_TASK TO CARRY OUT_
Copy the listing below line for line, keeping the requests and their sample coordinates unchanged, but shift each point coordinate given after a "Target:" line by adding 40 to both of its numbers.

(begin)

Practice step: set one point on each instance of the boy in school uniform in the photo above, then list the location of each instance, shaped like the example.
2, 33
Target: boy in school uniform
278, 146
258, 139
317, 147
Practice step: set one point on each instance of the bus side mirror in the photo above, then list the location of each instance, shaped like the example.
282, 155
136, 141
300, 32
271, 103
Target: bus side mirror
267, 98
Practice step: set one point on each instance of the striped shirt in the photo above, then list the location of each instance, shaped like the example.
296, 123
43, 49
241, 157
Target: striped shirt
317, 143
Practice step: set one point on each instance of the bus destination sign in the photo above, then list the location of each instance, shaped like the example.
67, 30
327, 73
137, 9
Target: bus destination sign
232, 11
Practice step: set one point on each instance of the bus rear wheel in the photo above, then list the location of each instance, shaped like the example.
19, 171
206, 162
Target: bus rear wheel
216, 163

(end)

_ANSWER IN FULL_
Practice step: set one point on each instance of the boy in school uniform in the photo above, then list the location of each instance, shaped like the example.
2, 33
Target: boy in school uniform
318, 186
298, 179
357, 187
Practice step: set one point on each instance of the bus side mirror in the photo above, then list the location of each instance, shaped like the example.
282, 155
136, 141
300, 32
271, 103
Target: bus side mirror
307, 138
Practice step: set one point on each instance of the striped shirt in the photo above, then list the location of each instance, shaped like the example.
296, 123
43, 49
241, 157
Target: striped shirt
357, 183
Practice step: set one point on each instance of the bus destination sign in the photo above, then list the location of each instance, shaped like the example.
67, 30
327, 73
137, 9
Target: bus destination sign
272, 51
Practice step: set one point on each instance of the bus rear wheel in the photo above, then list the location of each instance, shaped like the example.
19, 171
206, 162
Target: bus rear wheel
256, 203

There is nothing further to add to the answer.